*** Data provided ***
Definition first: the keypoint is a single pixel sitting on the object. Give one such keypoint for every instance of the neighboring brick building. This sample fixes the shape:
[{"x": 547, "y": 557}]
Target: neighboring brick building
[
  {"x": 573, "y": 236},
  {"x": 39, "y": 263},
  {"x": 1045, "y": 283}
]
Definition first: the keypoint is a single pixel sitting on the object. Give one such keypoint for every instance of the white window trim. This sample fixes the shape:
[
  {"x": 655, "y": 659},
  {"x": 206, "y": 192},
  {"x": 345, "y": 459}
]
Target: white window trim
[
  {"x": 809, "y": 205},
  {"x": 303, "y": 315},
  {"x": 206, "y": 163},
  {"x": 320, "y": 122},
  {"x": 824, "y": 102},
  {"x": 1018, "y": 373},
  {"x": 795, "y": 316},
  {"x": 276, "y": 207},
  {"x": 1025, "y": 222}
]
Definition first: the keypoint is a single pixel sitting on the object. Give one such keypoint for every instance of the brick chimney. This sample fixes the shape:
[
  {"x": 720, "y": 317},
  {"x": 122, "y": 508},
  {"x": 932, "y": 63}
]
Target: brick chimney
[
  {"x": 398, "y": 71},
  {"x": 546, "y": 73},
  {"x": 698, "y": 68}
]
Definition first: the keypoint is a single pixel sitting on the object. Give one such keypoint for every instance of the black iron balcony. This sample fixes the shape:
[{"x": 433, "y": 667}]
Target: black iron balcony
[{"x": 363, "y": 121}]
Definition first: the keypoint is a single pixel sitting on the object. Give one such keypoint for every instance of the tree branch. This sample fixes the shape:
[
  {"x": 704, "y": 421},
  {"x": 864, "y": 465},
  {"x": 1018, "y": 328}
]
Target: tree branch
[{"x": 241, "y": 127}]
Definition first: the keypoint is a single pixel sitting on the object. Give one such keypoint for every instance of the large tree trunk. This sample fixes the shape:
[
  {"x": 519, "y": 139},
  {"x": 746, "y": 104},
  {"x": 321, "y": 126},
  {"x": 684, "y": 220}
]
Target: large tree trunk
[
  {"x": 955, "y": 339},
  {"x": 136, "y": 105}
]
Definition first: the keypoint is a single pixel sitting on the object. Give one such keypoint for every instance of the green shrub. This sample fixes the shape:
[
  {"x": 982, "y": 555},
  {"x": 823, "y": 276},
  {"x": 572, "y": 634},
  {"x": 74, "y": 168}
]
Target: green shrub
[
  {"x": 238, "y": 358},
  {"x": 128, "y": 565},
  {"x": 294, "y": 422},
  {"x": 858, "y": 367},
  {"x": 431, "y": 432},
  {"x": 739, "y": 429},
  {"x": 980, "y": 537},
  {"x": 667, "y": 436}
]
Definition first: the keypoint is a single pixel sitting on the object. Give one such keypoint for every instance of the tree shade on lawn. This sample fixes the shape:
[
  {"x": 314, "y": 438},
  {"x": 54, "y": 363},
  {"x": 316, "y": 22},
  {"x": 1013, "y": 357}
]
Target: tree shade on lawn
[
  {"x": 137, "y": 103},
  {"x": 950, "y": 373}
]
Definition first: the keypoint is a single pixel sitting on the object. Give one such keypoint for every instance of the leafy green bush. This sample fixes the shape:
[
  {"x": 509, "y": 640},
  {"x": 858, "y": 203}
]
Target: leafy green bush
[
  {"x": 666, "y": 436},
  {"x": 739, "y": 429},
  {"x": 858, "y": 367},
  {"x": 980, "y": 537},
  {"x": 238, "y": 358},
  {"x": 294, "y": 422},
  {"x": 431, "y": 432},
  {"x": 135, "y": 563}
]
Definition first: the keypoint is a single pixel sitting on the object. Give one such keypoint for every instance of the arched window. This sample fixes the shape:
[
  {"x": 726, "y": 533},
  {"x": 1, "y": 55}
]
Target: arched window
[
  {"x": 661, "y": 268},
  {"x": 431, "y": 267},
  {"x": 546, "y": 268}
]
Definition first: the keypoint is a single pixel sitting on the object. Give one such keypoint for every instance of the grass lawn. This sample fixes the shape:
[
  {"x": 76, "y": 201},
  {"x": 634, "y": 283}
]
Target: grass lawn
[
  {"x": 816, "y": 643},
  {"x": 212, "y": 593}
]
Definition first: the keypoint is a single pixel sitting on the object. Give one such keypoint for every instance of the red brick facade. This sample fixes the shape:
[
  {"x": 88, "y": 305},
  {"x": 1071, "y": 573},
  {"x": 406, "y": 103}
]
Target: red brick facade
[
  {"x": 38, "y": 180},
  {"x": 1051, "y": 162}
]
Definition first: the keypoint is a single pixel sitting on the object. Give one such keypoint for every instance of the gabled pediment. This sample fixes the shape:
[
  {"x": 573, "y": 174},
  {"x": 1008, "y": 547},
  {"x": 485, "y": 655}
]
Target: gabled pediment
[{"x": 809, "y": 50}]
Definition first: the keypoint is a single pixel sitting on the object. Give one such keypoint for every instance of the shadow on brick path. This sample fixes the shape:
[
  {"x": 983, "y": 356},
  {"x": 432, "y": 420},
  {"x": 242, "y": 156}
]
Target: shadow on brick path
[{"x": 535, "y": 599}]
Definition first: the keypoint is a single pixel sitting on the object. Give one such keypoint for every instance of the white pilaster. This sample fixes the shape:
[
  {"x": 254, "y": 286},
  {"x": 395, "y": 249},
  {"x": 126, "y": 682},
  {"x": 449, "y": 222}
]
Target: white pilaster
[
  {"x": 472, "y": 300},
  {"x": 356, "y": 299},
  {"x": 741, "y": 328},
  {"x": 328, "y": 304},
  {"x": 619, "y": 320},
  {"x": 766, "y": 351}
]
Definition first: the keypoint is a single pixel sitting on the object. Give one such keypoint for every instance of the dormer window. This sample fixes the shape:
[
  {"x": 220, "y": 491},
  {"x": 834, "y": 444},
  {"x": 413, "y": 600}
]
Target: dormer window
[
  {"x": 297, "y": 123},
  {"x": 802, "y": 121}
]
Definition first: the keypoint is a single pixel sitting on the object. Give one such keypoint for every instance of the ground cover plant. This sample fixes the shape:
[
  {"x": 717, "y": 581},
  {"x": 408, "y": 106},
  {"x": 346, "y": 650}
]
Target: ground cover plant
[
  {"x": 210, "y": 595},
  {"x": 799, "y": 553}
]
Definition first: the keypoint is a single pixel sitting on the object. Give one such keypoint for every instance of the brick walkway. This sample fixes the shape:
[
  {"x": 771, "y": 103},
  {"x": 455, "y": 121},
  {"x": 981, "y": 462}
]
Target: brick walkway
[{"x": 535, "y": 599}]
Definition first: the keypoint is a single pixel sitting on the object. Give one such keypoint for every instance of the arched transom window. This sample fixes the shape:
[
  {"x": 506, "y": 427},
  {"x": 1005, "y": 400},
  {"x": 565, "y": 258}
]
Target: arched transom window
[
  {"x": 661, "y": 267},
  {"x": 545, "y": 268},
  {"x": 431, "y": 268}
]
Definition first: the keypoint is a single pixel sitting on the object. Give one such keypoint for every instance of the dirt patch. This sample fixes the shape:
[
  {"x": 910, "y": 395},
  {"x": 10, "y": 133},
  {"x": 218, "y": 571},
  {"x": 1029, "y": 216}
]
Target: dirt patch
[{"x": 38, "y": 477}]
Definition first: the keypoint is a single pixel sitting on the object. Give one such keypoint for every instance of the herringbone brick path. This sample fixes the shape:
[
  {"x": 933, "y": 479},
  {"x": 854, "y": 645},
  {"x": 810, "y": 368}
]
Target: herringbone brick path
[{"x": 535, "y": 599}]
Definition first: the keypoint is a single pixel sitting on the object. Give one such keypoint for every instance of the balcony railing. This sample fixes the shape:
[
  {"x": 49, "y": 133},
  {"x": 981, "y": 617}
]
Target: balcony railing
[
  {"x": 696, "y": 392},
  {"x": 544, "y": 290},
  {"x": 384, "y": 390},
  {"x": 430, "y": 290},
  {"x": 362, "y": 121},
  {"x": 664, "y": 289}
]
***
• [Work to complete]:
Write down again, exactly as given, only the lines above that fall from the line with "of the gabled" to the line with "of the shadow", inclusive.

• [The completed task]:
Definition first: the keypoint is a single pixel sitting on the object. Give one such keypoint for every instance of the gabled pediment. This sample fixes the shape:
[
  {"x": 573, "y": 174},
  {"x": 1008, "y": 547},
  {"x": 485, "y": 655}
]
Target: gabled pediment
[{"x": 809, "y": 50}]
Definition first: the keypoint is a single pixel sitting on the object. Give one such keypoint for every instance of the shadow on brick path. This sample fixes the shape:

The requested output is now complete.